ACTION ITEM - Look through the data and write out every line with the word "stand" in it.

── RECORDS FOR THIS TASK

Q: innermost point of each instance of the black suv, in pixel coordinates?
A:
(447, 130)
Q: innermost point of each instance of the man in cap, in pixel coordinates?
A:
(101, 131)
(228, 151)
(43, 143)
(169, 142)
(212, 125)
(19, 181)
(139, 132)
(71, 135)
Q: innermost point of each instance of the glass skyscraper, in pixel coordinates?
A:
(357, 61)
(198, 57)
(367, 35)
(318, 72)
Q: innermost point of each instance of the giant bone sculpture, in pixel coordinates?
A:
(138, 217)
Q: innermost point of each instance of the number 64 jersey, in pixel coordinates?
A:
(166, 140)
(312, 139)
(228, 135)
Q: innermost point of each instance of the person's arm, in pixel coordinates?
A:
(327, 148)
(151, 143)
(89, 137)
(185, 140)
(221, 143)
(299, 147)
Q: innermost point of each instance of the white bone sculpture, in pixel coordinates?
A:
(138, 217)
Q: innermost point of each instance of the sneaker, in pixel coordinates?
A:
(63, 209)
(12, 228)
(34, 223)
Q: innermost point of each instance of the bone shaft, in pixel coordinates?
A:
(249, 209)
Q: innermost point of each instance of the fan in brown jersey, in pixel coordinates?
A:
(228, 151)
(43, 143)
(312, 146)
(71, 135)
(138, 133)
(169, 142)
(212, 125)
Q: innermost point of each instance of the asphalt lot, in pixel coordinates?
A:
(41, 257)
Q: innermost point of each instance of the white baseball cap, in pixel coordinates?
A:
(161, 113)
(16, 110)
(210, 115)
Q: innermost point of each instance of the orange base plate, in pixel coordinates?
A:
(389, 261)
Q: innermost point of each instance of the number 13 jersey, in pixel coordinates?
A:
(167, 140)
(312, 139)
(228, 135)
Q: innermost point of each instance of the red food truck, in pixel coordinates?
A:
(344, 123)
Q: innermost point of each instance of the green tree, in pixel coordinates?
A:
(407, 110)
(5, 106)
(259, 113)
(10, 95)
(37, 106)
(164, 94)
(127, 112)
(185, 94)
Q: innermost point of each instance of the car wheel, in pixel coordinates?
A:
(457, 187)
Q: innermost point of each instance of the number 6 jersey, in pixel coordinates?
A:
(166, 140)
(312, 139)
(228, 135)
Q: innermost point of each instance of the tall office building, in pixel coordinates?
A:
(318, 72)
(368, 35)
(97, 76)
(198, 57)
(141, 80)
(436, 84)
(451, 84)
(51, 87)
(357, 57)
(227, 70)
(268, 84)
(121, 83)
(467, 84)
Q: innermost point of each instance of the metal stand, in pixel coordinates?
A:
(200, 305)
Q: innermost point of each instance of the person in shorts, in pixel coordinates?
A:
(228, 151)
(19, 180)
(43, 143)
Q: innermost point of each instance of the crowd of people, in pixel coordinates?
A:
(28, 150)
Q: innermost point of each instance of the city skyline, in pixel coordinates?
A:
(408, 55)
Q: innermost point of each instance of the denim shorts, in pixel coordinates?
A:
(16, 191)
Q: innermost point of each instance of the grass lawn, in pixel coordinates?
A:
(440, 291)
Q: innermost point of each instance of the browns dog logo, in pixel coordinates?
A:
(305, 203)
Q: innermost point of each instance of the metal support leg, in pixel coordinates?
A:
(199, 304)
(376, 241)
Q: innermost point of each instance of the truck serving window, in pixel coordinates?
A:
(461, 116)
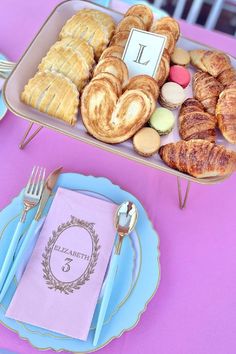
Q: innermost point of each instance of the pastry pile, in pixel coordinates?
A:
(67, 66)
(114, 108)
(87, 59)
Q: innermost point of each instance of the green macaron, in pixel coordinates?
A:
(162, 120)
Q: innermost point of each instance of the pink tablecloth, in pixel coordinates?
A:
(194, 310)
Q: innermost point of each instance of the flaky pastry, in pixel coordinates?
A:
(54, 94)
(145, 83)
(114, 66)
(67, 62)
(129, 22)
(113, 121)
(142, 11)
(199, 158)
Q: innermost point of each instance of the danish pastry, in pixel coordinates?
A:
(206, 89)
(80, 46)
(113, 121)
(226, 113)
(194, 123)
(199, 158)
(113, 51)
(167, 24)
(145, 83)
(93, 26)
(129, 22)
(54, 94)
(114, 82)
(114, 66)
(143, 12)
(67, 62)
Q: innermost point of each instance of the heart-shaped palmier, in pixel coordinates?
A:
(113, 121)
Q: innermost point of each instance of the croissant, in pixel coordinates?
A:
(227, 77)
(199, 158)
(206, 89)
(212, 62)
(194, 123)
(168, 24)
(226, 113)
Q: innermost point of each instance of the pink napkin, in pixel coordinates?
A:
(61, 284)
(1, 83)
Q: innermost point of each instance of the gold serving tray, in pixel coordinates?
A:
(27, 66)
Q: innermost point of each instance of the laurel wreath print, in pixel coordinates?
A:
(69, 287)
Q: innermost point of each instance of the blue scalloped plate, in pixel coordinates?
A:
(3, 107)
(128, 301)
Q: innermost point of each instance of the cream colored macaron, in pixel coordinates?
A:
(162, 120)
(172, 95)
(146, 142)
(180, 57)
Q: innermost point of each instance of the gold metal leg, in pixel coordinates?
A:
(182, 203)
(26, 141)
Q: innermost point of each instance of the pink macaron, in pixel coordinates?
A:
(180, 75)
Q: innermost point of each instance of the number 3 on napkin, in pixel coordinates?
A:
(61, 284)
(143, 52)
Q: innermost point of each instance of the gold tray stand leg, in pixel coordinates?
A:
(27, 138)
(183, 201)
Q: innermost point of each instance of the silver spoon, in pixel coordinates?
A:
(125, 221)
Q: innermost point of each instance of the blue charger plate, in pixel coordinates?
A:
(128, 300)
(3, 107)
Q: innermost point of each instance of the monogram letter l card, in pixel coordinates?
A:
(61, 284)
(143, 52)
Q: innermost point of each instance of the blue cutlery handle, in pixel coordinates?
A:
(19, 258)
(106, 296)
(10, 252)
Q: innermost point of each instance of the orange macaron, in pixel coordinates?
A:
(180, 75)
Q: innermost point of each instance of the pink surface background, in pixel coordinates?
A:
(194, 310)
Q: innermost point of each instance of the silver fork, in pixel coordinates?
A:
(32, 195)
(33, 190)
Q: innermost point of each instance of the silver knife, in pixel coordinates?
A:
(47, 191)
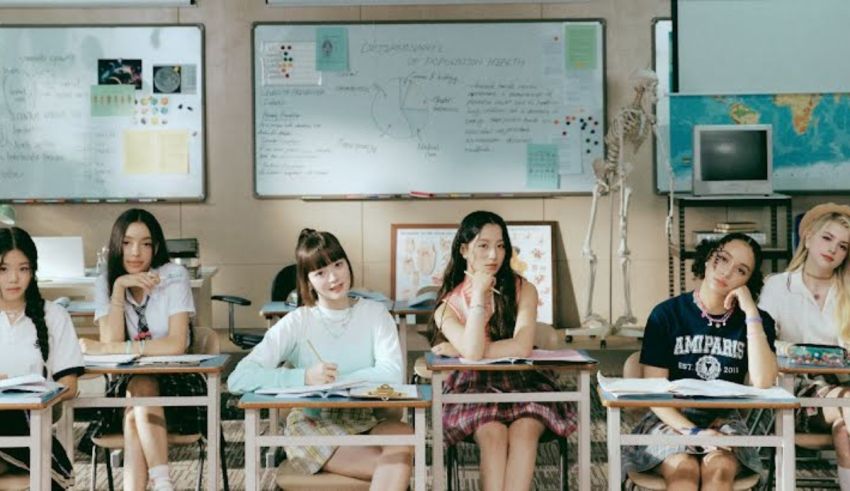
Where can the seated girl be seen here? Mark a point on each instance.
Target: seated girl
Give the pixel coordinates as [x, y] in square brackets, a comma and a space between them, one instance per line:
[473, 322]
[811, 304]
[36, 336]
[143, 305]
[714, 332]
[353, 340]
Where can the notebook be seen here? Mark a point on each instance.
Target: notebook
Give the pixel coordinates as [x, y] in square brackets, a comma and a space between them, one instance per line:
[60, 257]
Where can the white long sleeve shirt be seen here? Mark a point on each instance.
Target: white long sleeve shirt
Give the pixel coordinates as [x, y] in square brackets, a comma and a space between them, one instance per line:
[363, 342]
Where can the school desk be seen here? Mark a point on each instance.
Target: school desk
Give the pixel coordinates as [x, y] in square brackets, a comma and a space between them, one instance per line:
[40, 439]
[441, 367]
[211, 368]
[254, 441]
[783, 440]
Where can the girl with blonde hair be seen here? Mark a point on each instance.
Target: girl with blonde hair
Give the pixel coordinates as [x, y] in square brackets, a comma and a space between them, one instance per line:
[810, 302]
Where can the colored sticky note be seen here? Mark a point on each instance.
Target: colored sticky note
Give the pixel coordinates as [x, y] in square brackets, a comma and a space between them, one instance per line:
[112, 100]
[156, 152]
[542, 166]
[331, 49]
[581, 47]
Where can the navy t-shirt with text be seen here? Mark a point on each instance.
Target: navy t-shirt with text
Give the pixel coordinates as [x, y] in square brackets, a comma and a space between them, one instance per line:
[679, 339]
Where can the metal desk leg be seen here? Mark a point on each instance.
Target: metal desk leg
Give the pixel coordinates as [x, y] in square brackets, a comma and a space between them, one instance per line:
[40, 448]
[213, 428]
[584, 430]
[420, 430]
[252, 451]
[437, 468]
[786, 480]
[614, 477]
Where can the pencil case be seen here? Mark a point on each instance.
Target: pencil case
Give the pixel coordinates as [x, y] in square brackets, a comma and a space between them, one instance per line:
[822, 355]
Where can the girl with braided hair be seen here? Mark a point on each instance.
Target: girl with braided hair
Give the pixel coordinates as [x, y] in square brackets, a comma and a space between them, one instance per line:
[36, 336]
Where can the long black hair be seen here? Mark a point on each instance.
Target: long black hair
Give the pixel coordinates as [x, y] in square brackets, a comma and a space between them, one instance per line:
[503, 321]
[17, 239]
[115, 262]
[708, 248]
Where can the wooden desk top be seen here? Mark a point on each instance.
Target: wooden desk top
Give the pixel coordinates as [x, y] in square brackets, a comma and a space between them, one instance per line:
[212, 365]
[442, 364]
[786, 366]
[8, 402]
[257, 401]
[710, 403]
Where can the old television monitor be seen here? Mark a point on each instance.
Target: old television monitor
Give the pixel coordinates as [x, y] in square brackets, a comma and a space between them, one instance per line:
[733, 159]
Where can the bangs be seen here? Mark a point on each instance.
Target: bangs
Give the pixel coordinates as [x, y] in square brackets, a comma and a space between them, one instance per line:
[321, 255]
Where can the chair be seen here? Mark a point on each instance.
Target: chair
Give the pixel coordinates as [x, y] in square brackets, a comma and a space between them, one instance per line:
[282, 285]
[204, 341]
[651, 480]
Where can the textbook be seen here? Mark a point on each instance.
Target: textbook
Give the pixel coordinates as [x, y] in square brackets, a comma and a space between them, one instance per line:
[537, 357]
[385, 392]
[27, 388]
[112, 360]
[338, 389]
[638, 388]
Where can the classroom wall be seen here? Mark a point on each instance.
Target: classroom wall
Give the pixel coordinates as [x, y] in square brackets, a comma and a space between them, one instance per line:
[249, 239]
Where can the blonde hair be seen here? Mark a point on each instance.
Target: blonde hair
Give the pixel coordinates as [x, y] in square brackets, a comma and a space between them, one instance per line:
[840, 275]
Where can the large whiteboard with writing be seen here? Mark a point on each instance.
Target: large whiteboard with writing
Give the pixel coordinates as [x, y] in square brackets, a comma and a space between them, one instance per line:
[101, 113]
[363, 110]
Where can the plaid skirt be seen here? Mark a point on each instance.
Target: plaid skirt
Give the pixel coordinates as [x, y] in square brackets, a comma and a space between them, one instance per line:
[181, 420]
[461, 420]
[728, 422]
[17, 423]
[326, 422]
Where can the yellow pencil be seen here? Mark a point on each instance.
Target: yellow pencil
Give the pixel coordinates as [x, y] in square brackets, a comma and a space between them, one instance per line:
[315, 351]
[497, 292]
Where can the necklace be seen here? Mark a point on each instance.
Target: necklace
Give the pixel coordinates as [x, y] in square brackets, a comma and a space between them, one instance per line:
[713, 320]
[335, 321]
[822, 278]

────

RESULT -
Q: innermost point of each instance of the metal stand, in pixel coordinates?
Q: innermost point of each instance of the gold tray stand leg, in pixel coordinates?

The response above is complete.